▸ **Exercise objective**
Copy out every line of the data exactly.

▸ **Stored data**
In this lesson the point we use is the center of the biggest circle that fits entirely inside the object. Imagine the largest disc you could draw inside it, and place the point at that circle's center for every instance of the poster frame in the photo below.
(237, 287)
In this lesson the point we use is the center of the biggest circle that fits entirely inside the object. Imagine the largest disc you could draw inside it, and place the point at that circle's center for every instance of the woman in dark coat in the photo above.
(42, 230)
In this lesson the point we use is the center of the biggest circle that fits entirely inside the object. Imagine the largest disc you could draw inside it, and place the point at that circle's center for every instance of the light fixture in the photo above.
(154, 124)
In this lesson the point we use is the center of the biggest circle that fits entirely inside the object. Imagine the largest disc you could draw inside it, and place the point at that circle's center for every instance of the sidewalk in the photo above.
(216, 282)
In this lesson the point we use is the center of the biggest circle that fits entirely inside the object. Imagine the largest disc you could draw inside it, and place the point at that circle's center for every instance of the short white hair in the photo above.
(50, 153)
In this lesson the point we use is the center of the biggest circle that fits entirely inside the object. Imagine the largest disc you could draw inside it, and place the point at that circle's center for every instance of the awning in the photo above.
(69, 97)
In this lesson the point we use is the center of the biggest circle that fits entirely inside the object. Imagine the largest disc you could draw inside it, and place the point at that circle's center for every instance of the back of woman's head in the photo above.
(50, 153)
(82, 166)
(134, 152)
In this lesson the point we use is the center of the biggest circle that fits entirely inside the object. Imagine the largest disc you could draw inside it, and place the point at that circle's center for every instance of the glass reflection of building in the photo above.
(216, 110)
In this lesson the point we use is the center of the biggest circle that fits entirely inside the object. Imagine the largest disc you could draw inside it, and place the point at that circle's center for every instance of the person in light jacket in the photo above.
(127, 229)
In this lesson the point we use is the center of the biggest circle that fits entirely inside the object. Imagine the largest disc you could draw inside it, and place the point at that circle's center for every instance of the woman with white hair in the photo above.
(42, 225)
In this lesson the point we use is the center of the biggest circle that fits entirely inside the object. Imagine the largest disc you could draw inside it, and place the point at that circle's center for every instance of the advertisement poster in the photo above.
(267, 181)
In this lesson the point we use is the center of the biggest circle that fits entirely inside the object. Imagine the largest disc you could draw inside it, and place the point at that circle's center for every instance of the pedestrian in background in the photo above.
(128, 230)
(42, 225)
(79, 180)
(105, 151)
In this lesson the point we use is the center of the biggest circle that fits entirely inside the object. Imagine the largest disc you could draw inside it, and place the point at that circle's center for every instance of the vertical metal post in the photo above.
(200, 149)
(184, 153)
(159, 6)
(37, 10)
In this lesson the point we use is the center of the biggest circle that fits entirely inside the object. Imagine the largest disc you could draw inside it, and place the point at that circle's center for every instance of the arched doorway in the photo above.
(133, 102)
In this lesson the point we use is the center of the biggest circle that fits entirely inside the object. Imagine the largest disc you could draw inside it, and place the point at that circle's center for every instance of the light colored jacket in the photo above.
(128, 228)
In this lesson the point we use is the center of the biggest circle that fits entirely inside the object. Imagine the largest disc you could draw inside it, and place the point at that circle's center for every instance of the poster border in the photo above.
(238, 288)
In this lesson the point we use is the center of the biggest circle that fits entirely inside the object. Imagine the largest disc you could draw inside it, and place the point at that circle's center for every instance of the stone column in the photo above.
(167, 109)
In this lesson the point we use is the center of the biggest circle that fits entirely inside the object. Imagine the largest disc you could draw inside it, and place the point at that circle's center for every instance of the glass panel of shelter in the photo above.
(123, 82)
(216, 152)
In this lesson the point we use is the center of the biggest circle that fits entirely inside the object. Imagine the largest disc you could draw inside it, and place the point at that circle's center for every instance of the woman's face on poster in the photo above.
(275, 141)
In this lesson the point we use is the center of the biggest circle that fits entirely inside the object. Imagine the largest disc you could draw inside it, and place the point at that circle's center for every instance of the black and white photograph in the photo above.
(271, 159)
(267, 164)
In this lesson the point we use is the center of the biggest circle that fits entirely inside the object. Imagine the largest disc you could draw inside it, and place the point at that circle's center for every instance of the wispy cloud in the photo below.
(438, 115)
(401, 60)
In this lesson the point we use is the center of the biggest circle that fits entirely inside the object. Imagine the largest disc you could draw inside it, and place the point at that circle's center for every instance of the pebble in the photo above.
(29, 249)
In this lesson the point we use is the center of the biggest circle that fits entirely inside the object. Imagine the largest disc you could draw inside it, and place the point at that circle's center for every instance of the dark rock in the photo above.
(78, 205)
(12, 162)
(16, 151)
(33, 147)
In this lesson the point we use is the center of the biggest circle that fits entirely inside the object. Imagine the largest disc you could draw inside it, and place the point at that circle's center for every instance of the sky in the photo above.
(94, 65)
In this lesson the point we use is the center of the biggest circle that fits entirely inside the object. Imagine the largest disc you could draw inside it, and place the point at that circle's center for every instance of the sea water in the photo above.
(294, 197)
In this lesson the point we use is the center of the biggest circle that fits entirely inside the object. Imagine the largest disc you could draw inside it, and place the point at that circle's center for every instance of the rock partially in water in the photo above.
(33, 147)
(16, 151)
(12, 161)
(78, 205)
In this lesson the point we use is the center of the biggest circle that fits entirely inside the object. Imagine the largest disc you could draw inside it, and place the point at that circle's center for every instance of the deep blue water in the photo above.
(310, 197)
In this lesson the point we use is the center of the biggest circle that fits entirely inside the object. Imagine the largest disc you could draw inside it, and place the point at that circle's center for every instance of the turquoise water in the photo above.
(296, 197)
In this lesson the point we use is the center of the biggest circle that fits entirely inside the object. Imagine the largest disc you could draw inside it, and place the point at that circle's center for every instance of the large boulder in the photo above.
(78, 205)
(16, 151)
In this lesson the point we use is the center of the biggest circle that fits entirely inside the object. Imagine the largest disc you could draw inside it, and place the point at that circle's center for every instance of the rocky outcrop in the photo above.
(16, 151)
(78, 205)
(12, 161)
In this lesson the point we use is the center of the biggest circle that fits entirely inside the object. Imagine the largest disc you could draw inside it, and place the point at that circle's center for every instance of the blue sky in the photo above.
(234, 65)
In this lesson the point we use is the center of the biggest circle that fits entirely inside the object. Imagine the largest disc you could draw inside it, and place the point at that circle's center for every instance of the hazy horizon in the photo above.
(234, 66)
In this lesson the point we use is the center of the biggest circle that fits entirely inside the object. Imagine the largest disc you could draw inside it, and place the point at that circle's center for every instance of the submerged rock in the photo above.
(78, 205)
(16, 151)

▸ **Task response**
In this lesson the point we use is the center of the biggest circle that fits entirely inside the object. Imagine the largest disc you could draw inside it, and place the point at that circle's center for every instance of the poster frame in the photo below.
(237, 287)
In this lesson the point we use is the center of the biggest circle that fits entirely inside the object. Imagine the largest disc you could draw inside it, and place the point at that circle's center for every instance of the woman in dark coat in the photo above.
(42, 230)
In this lesson the point we use is the center of the biggest circle that fits entirely inside the object. Imagine the largest disc you could draw inside it, and place the point at that circle's center for every instance of the light fixture in the photo above.
(154, 124)
In this lesson the point we use is the center of the biggest circle that fits entirely inside the object. Imagine the largest disc you could draw inside it, and place the point at that circle's center for every instance of the sidewalk in the photo above.
(216, 282)
In this lesson the point we use is the center of the biggest circle that fits entirely inside the object. Imagine the largest disc you could draw inside it, and place the point at that circle's center for every instance of the short white hair in the photo above.
(50, 153)
In this lesson the point we use is the center of the biggest circle that fits entirely inside the object. Imagine the largest disc you could draw inside it, and place the point at that circle's center for every instance of the awning in the photo above.
(69, 97)
In this lesson the point we use is the center of the biggest circle that fits entirely inside the object. Imagine the largest disc you could draw inside it, and place the point at that circle's center for every instance of the back of woman's head in the photo above.
(50, 153)
(82, 166)
(134, 152)
In this lesson the point we use is the center of the biggest circle that fits entirely inside the object. Imagine the largest disc you could draw inside it, and place the point at that circle's center for every instance of the glass reflection of building in the photo above.
(216, 110)
In this lesson the point we use is the center of the biggest circle that fits entirely inside the object. Imagine the largest disc you could draw inside it, and place the point at that circle's center for every instance of the person in light jacket in the photo above.
(127, 229)
In this lesson the point we use is the center of the biggest circle that fits entirely inside the object. Imagine the largest disc you could draw inside it, and place the point at that circle's center for every instance of the woman with white hair in the photo above.
(42, 225)
In this lesson the point we use is the center of the biggest circle that fits entirely inside the object. Imagine the largest disc you could draw inside it, and place the point at that circle's center for every instance of the advertisement poster in the photo above.
(267, 181)
In this lesson the point we use is the center of the biggest circle that fits entirely inside the object. Imagine the largest disc you could draw inside it, and place the point at that circle's center for every instance of the pedestrian in background in the photo above.
(128, 230)
(42, 225)
(79, 180)
(105, 151)
In this lesson the point we use is the center of the biggest circle that fits entirely inside the object. Imagine the largest disc you could draw inside it, and place the point at that circle's center for every instance of the vertical metal post in the photo above.
(200, 149)
(184, 153)
(159, 6)
(37, 10)
In this lesson the point we use is the center of the biggest circle that fits entirely inside the object. Imagine the largest disc you could draw inside it, and place the point at that circle's center for every instance of the arched doorway in the photo above.
(133, 102)
In this lesson the point we use is the center of the biggest circle that fits entirely inside the object. Imagine the largest disc you could draw inside it, and place the point at that circle's center for every instance of the light colored jacket in the photo above.
(128, 228)
In this lesson the point we use is the center of the biggest circle that fits entirely inside the object. Imagine the largest disc you could draw inside it, and place the point at that circle's center for every instance of the poster border in the photo above.
(238, 288)
In this lesson the point we use is the center of the biggest circle that fits entirely inside the object. Imagine the largest disc you could draw inside it, and place the point at that circle's center for every instance of the stone column in the photo above.
(167, 109)
In this lesson the point we use is the center of the biggest circle that fits entirely inside the object. Imagine the largest disc you could draw inside it, and place the point at that circle's center for every instance of the glass panel of shelter in the photo above.
(123, 82)
(216, 152)
In this lesson the point we use is the center of the biggest circle that fits entirely inside the object. Imagine the largest disc you could draw inside it, and place the point at that circle's center for every instance of the woman's face on poster in the photo above.
(275, 141)
In this lesson the point we use is the center of the biggest circle that fits entirely inside the object. Imagine the largest disc you could draw inside it, and place the point at that circle's center for every instance of the black and white photograph in the photo above.
(271, 159)
(267, 164)
In this lesson the point we use is the center of the biggest circle that fits entirely inside the object. Imagine the largest disc you could draw inside it, and place the point at that circle's center for every instance of the wispy cloud in the photo below.
(438, 115)
(401, 60)
In this lesson the point we use is the center of the biggest circle that fits entirely inside the object. Imagine the largest disc you could draw inside it, and place the point at that circle's center for every instance of the pebble in the photo above.
(29, 249)
In this lesson the point we use is the center of the biggest circle that fits entirely inside the object. Imagine the largest disc you could draw inside it, and place the point at that circle's center for every instance of the dark rock in the photo above.
(78, 205)
(12, 162)
(16, 151)
(33, 147)
In this lesson the point we use is the center of the biggest circle that fits entirely inside the object. Imagine the largest disc you could draw inside it, and place the point at that circle's center for every instance of the sky in the photo above.
(94, 65)
In this lesson the point we use is the center of the biggest circle that fits entirely inside the object. Imagine the largest disc you could draw inside it, and place the point at that circle's center for every instance of the sea water in the photo above.
(294, 197)
In this lesson the point we use is the center of the biggest circle that fits entirely inside the object. Imagine the largest disc you could draw inside it, and place the point at that circle's center for every instance of the rock partially in water in the photo above.
(33, 147)
(16, 151)
(12, 161)
(78, 205)
In this lesson the point we use is the center of the biggest circle that fits entirely inside the object. Imagine the largest disc you could draw inside it, and place the point at that circle's center for every instance of the deep blue water in the photo above.
(310, 197)
In this lesson the point we use is the center of the biggest circle that fits entirely inside the object. Imagine the largest disc you could draw inside it, and place the point at that circle's center for every instance of the turquoise water in the photo above.
(296, 197)
In this lesson the point we use is the center of the biggest circle that fits entirely inside the object. Imagine the largest disc you could draw inside it, and place the point at that circle's center for every instance of the large boulder in the photo above.
(78, 205)
(16, 151)
In this lesson the point we use is the center of the biggest circle that fits entirely inside the object. Imagine the largest disc you could draw inside it, and place the point at that circle's center for every instance of the rocky outcrop in the photo above.
(16, 151)
(78, 205)
(12, 161)
In this lesson the point we use is the center of the biggest circle that fits entirely inside the object. Imagine the largest disc you could draw inside it, and place the point at that circle's center for every instance of the blue sky in the photo above.
(234, 65)
In this lesson the point we use is the center of the biggest circle that fits entirely inside the object. Imagine the largest disc you could draw inside it, and place the point at that circle's center for every instance of the hazy horizon in the photo above.
(234, 66)
In this lesson the point we use is the center of the biggest circle that fits entirely inside the object. Imagine the largest disc you could draw inside it, and place the point at that circle's center for every instance of the submerged rock in the photo above.
(78, 205)
(16, 151)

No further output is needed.